YOUR TASKS
[1] In the article on Oman's crypto mining expansion, do these statements agree with the text? Answer yes or no for each and quote the deciding words. (a) The new facility is located in the Salalah Free Zone. (b) The mining hardware for the facility comes from a Dubai-based firm. (c) Oman opened its first mining facility in November 2022.
[2] Render this sentence from the article on Oman's crypto mining expansion in Spanish: "He expressed confidence that the new mining facility would contribute to Oman’s growing digital economy."
[3] Please reproduce the stretch of the article on Oman's crypto mining expansion from "Oman has recently" through "beyond oil exports.".

EXCERPT PROVIDED
===

Top

Oman’s Crypto Mining Expansion Signals Further Economic Diversification

Policy & Regulation·August 23, 2023, 1:31 AM

Oman has recently unveiled a state-of-the-art digital asset mining facility, as it continues in its quest to diversify its economy beyond oil exports.

 

$150 million facility

This cutting-edge mining facility was recently inaugurated, valued at around 135 million Omani rials, approximately $150 million, as a result of collaboration between Exahertz, an Omani company, and Moonwalk Systems, a Dubai-based blockchain solutions firm.

Situated within the Salalah Free Zone, a hub that offers tax benefits to corporate entities, the facility is powered by mining hardware provided by leading Chinese mining equipment manufacturer Bitmain Technologies and is primed to house 2,000 machines, making for an 11-megawatt facility.

Photo by Anusree Mohan on Unsplash

 

Expansion plans

Sam Ferdows, the CEO of Moonwalk Systems, hailed the project, emphasizing the company’s dedication to expanding the facility’s capacity. Ferdows shared that plans are already in motion to increase the mining operation’s capacity to accommodate 15,000 miner units by October, with aspirations to expand to multiple cities. Recognizing the importance of corporate social responsibility relative to sustainability, Moonwalk Systems aims to train citizens through dedicated programs, further promoting the growth of the digital asset sector.

Engineer Said Hamoud, Oman’s Minister of Transport, Communications, and Information Technology, who led the inauguration of the project, underscored its significance as a pivotal step in the nation’s digital transformation. He expressed confidence that the new mining facility would contribute to Oman’s growing digital economy.

 

Second mining project

This marks Oman’s second major move into the cryptocurrency mining space within nine months. Back in November 2022, the country inaugurated its first mining facility with a price tag of approximately $389 million. The combined investment in these ventures totals $740 million, which aligns with the broader regional push toward embracing the opportunities presented by blockchain and Web3 technologies.

===

PROVIDED RECORDS
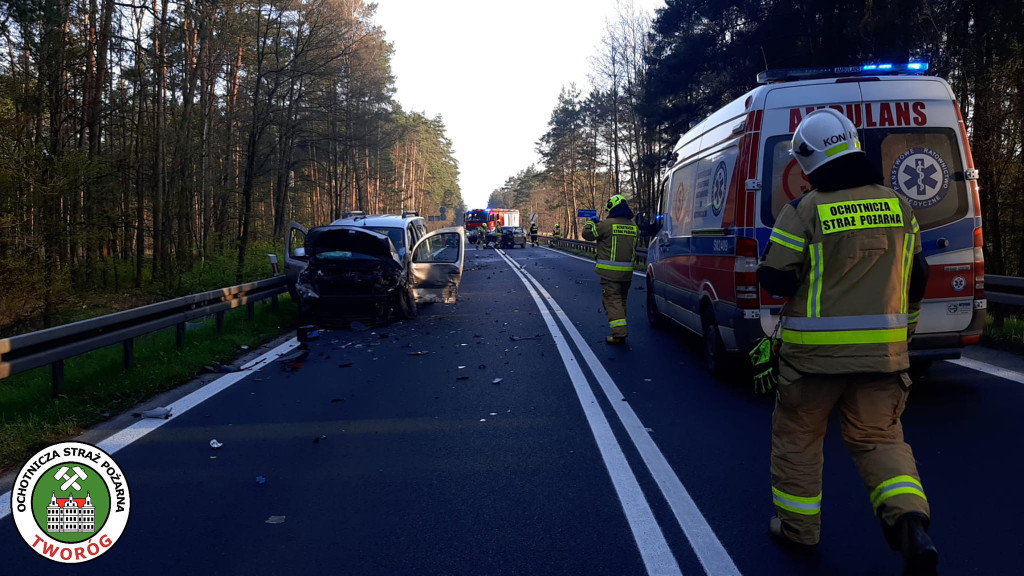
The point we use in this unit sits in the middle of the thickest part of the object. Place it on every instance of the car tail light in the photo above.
(979, 264)
(745, 270)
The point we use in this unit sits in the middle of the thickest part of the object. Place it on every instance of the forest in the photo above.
(145, 141)
(654, 75)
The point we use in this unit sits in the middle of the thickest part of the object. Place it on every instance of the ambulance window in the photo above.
(680, 212)
(925, 166)
(783, 180)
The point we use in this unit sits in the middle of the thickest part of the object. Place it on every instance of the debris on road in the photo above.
(159, 412)
(297, 355)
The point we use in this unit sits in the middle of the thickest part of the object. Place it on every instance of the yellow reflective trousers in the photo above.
(870, 406)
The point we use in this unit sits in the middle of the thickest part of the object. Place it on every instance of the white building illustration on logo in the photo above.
(71, 515)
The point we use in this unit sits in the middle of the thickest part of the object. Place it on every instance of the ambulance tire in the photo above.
(654, 318)
(716, 358)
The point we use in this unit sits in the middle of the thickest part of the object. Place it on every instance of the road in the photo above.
(501, 436)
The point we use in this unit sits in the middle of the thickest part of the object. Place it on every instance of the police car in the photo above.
(729, 176)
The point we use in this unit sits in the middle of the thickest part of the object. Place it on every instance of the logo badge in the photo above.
(719, 189)
(922, 175)
(71, 502)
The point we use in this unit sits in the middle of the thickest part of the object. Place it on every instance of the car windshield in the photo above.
(397, 236)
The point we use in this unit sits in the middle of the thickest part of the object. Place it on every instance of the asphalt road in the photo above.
(502, 436)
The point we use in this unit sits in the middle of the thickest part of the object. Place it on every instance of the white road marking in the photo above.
(145, 425)
(989, 369)
(709, 548)
(653, 548)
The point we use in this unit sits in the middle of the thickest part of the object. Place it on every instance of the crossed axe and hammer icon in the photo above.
(71, 480)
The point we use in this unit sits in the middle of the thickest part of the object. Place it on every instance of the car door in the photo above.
(435, 270)
(295, 253)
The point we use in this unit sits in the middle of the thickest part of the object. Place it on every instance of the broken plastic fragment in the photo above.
(159, 412)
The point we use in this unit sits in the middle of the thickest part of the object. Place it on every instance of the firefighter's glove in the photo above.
(764, 357)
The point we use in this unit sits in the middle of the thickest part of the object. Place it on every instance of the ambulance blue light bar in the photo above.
(791, 74)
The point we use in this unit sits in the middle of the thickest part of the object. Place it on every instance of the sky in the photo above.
(493, 70)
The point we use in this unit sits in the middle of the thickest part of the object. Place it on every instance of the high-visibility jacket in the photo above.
(616, 245)
(853, 250)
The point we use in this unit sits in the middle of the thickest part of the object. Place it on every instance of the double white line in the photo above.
(650, 540)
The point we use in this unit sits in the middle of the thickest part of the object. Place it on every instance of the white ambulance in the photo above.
(729, 176)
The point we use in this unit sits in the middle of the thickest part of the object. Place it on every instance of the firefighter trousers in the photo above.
(613, 296)
(869, 406)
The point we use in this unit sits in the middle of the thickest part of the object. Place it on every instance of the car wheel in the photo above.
(715, 355)
(406, 304)
(654, 318)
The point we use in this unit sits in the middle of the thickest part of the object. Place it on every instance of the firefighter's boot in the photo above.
(909, 537)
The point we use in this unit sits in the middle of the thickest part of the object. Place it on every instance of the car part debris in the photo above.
(307, 333)
(159, 412)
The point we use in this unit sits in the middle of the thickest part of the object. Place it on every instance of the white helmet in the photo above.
(822, 136)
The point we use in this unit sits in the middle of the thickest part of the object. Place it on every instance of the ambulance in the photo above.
(728, 177)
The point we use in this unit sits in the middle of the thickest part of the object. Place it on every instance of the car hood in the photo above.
(325, 240)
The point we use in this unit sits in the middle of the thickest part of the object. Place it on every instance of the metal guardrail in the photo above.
(1006, 296)
(53, 345)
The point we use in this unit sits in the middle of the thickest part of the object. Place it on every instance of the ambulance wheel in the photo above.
(715, 355)
(654, 318)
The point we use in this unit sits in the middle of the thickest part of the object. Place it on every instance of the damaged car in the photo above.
(380, 266)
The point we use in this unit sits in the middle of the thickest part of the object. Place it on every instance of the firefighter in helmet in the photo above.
(847, 254)
(616, 243)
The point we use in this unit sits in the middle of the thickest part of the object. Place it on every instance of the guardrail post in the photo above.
(56, 377)
(129, 353)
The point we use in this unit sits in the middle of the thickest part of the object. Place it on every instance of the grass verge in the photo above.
(96, 386)
(1010, 336)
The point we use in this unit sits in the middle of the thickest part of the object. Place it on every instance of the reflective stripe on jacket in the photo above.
(616, 244)
(853, 250)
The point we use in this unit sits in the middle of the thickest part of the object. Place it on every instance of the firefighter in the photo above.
(616, 243)
(848, 256)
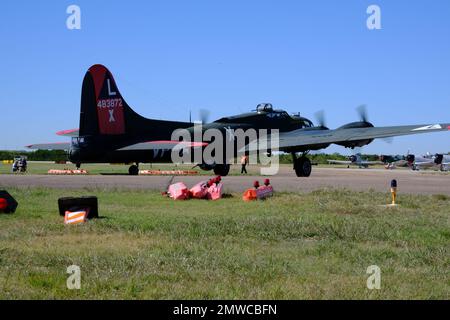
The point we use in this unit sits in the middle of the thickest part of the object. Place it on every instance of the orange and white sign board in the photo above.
(75, 217)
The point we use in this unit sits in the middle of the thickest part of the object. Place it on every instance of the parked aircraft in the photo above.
(111, 132)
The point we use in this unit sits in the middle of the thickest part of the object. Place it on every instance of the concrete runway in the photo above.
(354, 179)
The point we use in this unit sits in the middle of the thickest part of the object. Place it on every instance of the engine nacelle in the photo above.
(438, 158)
(356, 143)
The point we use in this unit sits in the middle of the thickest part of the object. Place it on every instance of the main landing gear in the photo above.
(302, 165)
(134, 170)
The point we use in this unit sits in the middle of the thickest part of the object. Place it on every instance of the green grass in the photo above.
(296, 246)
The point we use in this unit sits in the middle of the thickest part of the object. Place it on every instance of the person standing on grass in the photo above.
(244, 162)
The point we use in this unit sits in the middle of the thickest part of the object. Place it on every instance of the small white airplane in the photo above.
(356, 160)
(428, 161)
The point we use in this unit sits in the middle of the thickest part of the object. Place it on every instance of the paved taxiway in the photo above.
(354, 179)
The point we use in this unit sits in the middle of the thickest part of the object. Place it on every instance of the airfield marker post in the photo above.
(394, 191)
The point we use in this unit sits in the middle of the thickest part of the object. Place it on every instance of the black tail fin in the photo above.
(105, 112)
(102, 106)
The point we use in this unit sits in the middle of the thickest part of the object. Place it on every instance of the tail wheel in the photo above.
(222, 169)
(133, 170)
(303, 167)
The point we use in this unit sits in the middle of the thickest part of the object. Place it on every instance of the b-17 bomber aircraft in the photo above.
(111, 132)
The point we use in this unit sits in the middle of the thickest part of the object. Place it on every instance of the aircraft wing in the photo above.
(50, 146)
(302, 138)
(164, 145)
(69, 133)
(371, 163)
(339, 162)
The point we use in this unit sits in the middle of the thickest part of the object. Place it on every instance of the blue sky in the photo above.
(169, 57)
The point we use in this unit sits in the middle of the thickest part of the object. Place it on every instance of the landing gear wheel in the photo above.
(222, 169)
(133, 170)
(302, 167)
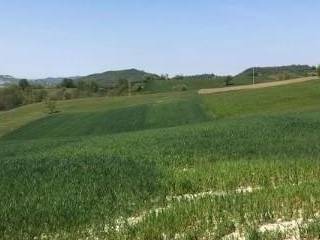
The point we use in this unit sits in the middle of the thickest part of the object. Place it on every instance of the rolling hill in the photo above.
(268, 74)
(6, 80)
(174, 165)
(111, 78)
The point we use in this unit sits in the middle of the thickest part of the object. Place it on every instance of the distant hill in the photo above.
(111, 78)
(52, 81)
(268, 74)
(6, 79)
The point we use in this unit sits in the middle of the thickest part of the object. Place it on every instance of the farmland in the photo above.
(164, 166)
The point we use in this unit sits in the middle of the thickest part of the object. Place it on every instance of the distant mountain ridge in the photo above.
(7, 79)
(111, 78)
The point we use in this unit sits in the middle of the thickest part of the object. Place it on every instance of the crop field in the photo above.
(238, 165)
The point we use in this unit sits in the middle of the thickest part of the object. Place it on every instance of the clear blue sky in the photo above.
(40, 38)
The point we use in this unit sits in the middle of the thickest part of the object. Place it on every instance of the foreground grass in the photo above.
(75, 174)
(70, 185)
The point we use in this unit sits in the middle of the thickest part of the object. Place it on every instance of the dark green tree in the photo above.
(67, 83)
(23, 84)
(229, 80)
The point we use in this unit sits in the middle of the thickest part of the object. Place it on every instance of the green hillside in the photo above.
(271, 74)
(163, 166)
(112, 78)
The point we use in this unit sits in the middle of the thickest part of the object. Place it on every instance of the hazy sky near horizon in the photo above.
(78, 37)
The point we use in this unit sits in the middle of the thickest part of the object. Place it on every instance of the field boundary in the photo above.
(255, 86)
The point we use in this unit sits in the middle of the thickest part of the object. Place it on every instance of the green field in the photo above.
(163, 166)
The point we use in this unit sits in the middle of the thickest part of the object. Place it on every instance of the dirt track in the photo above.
(255, 86)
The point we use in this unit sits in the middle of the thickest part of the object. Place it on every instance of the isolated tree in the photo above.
(229, 80)
(51, 106)
(67, 83)
(23, 84)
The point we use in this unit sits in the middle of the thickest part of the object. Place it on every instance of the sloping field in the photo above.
(256, 86)
(169, 171)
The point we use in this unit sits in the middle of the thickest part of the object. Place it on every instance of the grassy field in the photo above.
(164, 166)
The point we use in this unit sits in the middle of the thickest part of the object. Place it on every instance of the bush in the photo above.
(51, 106)
(180, 87)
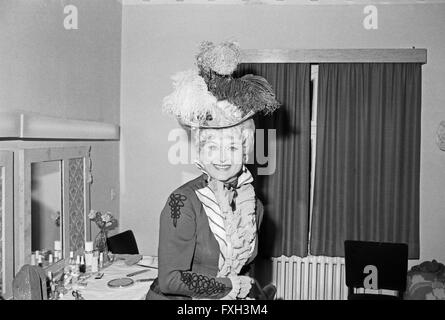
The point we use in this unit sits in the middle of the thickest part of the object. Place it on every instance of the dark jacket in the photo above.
(188, 251)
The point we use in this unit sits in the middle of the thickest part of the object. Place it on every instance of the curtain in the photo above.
(284, 192)
(368, 156)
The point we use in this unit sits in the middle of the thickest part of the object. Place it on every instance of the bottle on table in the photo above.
(88, 255)
(57, 250)
(82, 266)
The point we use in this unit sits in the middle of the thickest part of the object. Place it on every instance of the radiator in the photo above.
(309, 278)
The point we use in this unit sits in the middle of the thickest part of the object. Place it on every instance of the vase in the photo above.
(100, 242)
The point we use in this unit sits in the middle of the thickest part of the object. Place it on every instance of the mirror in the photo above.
(46, 209)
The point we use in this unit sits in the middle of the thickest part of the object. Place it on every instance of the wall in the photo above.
(158, 41)
(75, 74)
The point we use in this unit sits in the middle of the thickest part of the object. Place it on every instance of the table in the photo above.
(97, 289)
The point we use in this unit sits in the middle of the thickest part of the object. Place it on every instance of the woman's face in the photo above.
(221, 154)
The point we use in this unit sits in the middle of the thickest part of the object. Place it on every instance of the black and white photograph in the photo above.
(243, 152)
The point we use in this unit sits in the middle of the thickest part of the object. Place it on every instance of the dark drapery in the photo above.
(368, 156)
(285, 193)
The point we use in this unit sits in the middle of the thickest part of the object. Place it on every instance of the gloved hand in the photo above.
(245, 285)
(240, 287)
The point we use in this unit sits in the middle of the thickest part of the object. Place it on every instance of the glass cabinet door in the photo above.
(6, 224)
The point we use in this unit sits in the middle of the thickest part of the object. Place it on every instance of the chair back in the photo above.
(390, 260)
(123, 243)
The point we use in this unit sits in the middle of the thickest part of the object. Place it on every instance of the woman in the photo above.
(208, 227)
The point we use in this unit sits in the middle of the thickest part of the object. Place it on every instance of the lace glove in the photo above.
(240, 287)
(236, 287)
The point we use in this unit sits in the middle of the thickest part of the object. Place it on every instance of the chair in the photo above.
(30, 284)
(390, 260)
(123, 243)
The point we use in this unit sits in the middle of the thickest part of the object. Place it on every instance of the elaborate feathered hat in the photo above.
(210, 97)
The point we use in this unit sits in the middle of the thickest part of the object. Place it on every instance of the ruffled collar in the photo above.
(237, 203)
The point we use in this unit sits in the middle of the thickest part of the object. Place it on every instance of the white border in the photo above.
(277, 2)
(30, 126)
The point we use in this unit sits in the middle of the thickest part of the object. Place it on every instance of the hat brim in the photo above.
(202, 126)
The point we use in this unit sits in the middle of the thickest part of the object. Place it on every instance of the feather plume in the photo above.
(190, 101)
(249, 93)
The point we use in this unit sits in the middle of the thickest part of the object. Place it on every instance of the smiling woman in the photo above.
(208, 227)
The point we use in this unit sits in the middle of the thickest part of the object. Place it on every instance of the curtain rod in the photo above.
(334, 55)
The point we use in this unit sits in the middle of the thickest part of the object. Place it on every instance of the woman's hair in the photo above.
(244, 130)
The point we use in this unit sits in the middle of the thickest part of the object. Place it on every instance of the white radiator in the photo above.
(309, 278)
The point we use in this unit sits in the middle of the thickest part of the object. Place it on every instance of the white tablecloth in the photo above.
(97, 289)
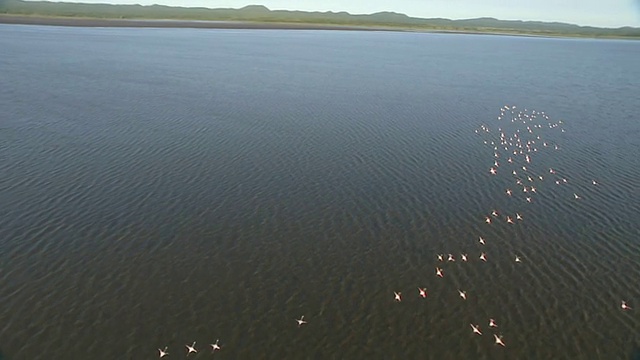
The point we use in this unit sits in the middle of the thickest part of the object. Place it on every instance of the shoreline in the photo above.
(69, 21)
(173, 23)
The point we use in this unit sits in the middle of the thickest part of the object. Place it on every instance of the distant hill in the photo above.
(259, 13)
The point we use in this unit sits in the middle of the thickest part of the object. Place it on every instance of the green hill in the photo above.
(259, 13)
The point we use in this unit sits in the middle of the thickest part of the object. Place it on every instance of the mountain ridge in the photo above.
(261, 13)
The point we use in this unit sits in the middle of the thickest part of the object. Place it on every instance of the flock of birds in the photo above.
(512, 153)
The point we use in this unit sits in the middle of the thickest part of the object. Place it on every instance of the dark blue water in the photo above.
(165, 186)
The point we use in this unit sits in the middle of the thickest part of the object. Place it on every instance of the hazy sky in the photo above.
(606, 13)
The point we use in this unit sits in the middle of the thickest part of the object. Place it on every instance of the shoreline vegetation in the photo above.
(260, 17)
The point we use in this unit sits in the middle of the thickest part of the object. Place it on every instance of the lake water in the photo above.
(165, 186)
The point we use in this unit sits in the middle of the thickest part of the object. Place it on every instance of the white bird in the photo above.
(624, 306)
(215, 346)
(191, 349)
(423, 292)
(164, 352)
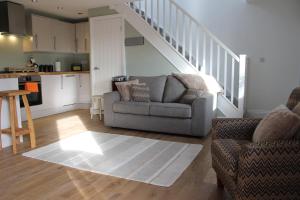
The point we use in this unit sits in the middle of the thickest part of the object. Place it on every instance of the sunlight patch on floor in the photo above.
(70, 124)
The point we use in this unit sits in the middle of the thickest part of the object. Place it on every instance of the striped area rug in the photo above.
(140, 159)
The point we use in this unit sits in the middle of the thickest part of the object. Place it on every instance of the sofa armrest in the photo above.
(234, 128)
(269, 169)
(202, 114)
(109, 99)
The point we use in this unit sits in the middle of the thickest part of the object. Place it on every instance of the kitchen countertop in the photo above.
(18, 74)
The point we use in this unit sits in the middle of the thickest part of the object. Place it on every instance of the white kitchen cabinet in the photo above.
(52, 86)
(70, 90)
(83, 37)
(84, 89)
(64, 38)
(49, 35)
(42, 35)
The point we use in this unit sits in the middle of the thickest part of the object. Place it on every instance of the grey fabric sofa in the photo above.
(163, 113)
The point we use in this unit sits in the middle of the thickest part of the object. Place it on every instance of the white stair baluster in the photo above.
(177, 30)
(183, 36)
(190, 41)
(225, 73)
(204, 53)
(232, 80)
(158, 14)
(211, 57)
(218, 62)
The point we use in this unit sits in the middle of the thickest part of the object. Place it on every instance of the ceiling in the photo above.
(66, 8)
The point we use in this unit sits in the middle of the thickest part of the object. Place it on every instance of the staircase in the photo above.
(190, 47)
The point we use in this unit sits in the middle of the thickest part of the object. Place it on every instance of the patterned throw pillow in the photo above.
(190, 95)
(140, 92)
(280, 124)
(124, 89)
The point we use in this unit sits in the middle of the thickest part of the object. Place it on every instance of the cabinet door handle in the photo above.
(62, 82)
(36, 41)
(80, 84)
(76, 45)
(85, 44)
(54, 42)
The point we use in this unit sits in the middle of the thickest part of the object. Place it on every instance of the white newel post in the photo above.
(242, 84)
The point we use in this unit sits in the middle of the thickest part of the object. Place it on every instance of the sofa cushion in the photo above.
(156, 85)
(191, 95)
(225, 154)
(175, 110)
(124, 89)
(131, 107)
(174, 89)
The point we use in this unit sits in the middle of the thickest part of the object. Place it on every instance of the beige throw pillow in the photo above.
(280, 124)
(124, 89)
(297, 111)
(192, 81)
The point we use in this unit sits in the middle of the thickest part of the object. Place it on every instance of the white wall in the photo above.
(266, 30)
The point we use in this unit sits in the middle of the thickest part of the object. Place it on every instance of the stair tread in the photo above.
(19, 131)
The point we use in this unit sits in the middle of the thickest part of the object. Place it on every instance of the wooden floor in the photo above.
(25, 178)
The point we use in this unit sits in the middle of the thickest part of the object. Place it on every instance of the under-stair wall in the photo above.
(190, 47)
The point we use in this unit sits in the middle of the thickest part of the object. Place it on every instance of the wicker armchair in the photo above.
(251, 170)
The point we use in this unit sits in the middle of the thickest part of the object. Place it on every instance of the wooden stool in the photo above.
(14, 130)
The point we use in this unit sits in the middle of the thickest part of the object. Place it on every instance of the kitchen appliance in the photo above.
(35, 98)
(46, 68)
(20, 69)
(76, 67)
(12, 18)
(117, 79)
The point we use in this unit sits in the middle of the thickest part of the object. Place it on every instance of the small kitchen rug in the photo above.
(140, 159)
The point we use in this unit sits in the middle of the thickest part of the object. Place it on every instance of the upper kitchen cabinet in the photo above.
(83, 37)
(49, 35)
(41, 29)
(64, 38)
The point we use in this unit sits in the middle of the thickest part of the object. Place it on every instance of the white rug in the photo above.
(150, 161)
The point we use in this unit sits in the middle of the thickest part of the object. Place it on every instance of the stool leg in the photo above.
(0, 123)
(100, 108)
(12, 123)
(16, 119)
(30, 122)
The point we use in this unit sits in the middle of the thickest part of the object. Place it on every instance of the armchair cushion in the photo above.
(234, 128)
(280, 124)
(269, 170)
(225, 154)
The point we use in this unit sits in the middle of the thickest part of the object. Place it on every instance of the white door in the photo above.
(83, 37)
(107, 52)
(70, 89)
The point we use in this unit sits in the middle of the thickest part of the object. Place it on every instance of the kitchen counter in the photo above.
(18, 74)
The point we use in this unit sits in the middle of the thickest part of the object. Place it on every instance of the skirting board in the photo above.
(52, 111)
(256, 113)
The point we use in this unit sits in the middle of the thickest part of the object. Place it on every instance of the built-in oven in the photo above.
(34, 98)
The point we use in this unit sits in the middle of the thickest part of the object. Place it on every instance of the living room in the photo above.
(149, 99)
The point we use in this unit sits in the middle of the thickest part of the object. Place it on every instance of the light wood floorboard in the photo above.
(30, 179)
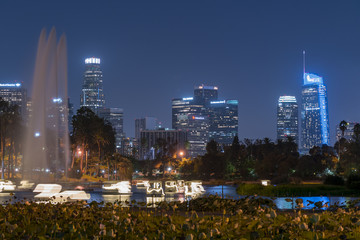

===

FULL ANSWERS
[1]
(a) Yes: "Situated within the Salalah Free Zone"
(b) No: "the facility is powered by mining hardware provided by leading Chinese mining equipment manufacturer Bitmain Technologies"
(c) Yes: "Back in November 2022, the country inaugurated its first mining facility"

[2] Expresó su confianza en que la nueva instalación de minería contribuiría a la creciente economía digital de Omán.

[3]
Oman has recently unveiled a state-of-the-art digital asset mining facility, as it continues in its quest to diversify its economy beyond oil exports.